## GOAL
Set down each record exactly as written.

## INPUT MATERIAL
——————

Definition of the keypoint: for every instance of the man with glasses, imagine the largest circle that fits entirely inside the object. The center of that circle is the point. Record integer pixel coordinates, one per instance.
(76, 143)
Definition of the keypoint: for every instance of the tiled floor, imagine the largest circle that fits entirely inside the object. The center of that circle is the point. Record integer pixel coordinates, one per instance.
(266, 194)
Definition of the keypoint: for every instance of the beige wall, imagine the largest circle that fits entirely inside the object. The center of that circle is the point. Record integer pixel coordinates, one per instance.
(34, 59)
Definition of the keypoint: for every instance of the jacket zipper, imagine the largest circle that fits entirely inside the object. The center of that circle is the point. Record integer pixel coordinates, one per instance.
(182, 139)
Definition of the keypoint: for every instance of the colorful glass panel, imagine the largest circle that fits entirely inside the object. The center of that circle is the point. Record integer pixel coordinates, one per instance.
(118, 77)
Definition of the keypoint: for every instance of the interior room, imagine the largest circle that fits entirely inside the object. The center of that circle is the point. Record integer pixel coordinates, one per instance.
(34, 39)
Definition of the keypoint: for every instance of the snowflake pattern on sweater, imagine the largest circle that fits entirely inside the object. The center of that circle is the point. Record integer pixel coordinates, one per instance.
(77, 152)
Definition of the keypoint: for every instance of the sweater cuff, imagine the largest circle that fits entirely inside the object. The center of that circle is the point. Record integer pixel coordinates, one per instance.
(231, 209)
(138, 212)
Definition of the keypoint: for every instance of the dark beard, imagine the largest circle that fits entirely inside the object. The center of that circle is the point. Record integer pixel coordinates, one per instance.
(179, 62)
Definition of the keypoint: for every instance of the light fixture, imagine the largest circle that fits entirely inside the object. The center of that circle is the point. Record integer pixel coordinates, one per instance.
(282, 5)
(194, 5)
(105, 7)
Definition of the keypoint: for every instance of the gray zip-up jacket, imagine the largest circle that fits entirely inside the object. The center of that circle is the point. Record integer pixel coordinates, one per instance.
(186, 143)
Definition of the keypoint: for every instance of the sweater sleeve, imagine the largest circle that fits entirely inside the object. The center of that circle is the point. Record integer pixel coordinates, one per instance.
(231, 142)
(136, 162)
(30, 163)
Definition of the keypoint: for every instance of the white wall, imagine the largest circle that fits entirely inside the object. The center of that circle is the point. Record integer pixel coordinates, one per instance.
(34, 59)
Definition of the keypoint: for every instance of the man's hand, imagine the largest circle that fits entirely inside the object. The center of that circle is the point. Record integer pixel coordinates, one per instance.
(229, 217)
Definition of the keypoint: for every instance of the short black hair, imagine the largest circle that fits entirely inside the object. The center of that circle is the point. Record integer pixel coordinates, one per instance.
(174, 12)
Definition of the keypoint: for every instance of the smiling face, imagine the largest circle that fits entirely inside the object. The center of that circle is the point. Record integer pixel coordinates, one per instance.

——————

## WRITTEN ANSWER
Definition of the keypoint: for every instance of the man with glasses, imagine the largest circle that fits entirely inside the object. The center of that circle is the point. Record integer pixel coordinates, one per instance.
(76, 143)
Definition of the keypoint: for every instance of the tiled floor, imagine the largest circle that fits entirely inside the object. The center of that circle is the point. Record integer pixel coordinates, one per instance.
(266, 194)
Definition of the keypoint: for every instance of the beige wall, imagine the largest circle that fits entirely inside the object. The center of that circle is the point. Record integer pixel coordinates, one per instance.
(34, 59)
Definition of the keypoint: for every instance of the jacket zipper, imagine the largest circle that fits entirely inside the object. The center of that circle is the point. Record integer pixel coordinates, one per instance.
(182, 139)
Definition of the keypoint: for every instance of the colorful glass panel, imagine the largest circle that fits entirely inside the object. The center of that circle is the point. Record integer pixel coordinates, one per instance.
(118, 77)
Definition of the keypoint: for every instance of the interior room, imagine the largest circle that fits entirely inside the object. The center of that circle is the point. Record integer pixel coordinates, one per instance.
(34, 39)
Definition of the keypoint: for every instance of the snowflake pattern on sweater, imagine the largest circle that fits entirely inside the object. The center of that circle is the point. Record integer pixel coordinates, one per instance.
(77, 152)
Definition of the keypoint: for every instance of the sweater cuff, imagine the largest circle that fits entirely inside the object. The center of that circle is the point. Record integer pixel coordinates, one per instance.
(231, 209)
(138, 212)
Definition of the keypoint: for every instance of the dark beard, imagine the largest circle that fits entirely inside the object. The center of that circle is the point. Record integer pixel coordinates, one per instance.
(179, 62)
Definition of the keypoint: for every instance of the light fixture, imagine the largest circle that fits entirely inside the object. The center of that circle is the point. Record integer pixel coordinates, one per instance.
(282, 5)
(194, 5)
(105, 7)
Definition of the keypoint: for every instance of the gray zip-up jacket, imagine the largest circle that fits entirely inside the object. The center of that circle is the point. Record integer pixel coordinates, one per instance.
(186, 143)
Definition of the keypoint: for every instance of the sweater sleeve, imagine the largest circle that fits entirely inside the object. The center of that circle is the point. Record integer pixel coordinates, one per instance.
(231, 142)
(136, 162)
(30, 163)
Definition of the keypoint: for every instance of the white wall, imagine the largest circle that fits entirely inside the object. The center of that circle is the point. Record integer pixel coordinates, one per instance.
(34, 59)
Definition of the keypoint: for every instance of the man's hand, imagine the largest circle that fits entirely inside the object. The center of that circle is the point. Record integer pixel coordinates, one per instance.
(229, 217)
Definition of the keypoint: for every instance of the short black hair, imagine the largest circle that fits entirely inside the object. The center of that circle is the point. Record integer pixel coordinates, one per instance.
(174, 12)
Definition of the keypoint: for every instance of the smiling face, imagine the largest circle that fits entirely inside the object. The center of that circle is the point. Record integer pixel coordinates, one per instance.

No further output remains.